- YOUR GOAL -
Count how many of the rows below contain the string "countertop", with case mattering, and reply with only that number.

= = =

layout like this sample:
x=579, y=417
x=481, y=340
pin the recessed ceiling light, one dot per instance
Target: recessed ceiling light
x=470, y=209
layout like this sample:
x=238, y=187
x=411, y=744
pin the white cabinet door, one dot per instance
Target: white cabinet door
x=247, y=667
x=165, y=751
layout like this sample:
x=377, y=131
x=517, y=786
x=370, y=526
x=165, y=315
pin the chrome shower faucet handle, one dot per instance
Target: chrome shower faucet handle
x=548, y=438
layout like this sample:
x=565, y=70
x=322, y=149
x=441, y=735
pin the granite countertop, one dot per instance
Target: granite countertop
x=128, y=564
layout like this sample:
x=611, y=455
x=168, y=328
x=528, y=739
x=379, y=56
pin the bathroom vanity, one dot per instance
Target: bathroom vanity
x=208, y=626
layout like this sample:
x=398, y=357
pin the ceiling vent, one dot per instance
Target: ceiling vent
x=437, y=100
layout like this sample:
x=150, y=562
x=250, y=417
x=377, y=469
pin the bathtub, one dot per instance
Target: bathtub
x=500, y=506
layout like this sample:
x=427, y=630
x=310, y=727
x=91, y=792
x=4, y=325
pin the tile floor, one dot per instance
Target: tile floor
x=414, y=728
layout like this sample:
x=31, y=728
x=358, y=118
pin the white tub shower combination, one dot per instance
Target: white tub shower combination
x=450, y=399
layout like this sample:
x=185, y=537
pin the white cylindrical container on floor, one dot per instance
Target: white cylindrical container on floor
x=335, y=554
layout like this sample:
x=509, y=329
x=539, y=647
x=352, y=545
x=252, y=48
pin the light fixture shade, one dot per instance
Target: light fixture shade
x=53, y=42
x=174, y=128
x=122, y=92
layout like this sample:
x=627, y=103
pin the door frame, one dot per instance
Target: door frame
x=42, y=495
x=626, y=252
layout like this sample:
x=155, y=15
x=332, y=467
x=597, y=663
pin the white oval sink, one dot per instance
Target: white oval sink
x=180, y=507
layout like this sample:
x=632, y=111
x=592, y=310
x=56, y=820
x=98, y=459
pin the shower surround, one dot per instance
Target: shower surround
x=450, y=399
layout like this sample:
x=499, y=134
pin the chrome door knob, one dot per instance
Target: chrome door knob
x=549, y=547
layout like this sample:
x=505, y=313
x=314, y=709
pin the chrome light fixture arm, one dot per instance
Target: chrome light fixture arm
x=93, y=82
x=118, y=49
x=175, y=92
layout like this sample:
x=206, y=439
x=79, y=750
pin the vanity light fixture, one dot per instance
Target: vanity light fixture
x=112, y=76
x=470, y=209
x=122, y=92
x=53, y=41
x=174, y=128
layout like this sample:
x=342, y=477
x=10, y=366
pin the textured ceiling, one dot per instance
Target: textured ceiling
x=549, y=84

= = =

- ANSWER BELOW -
2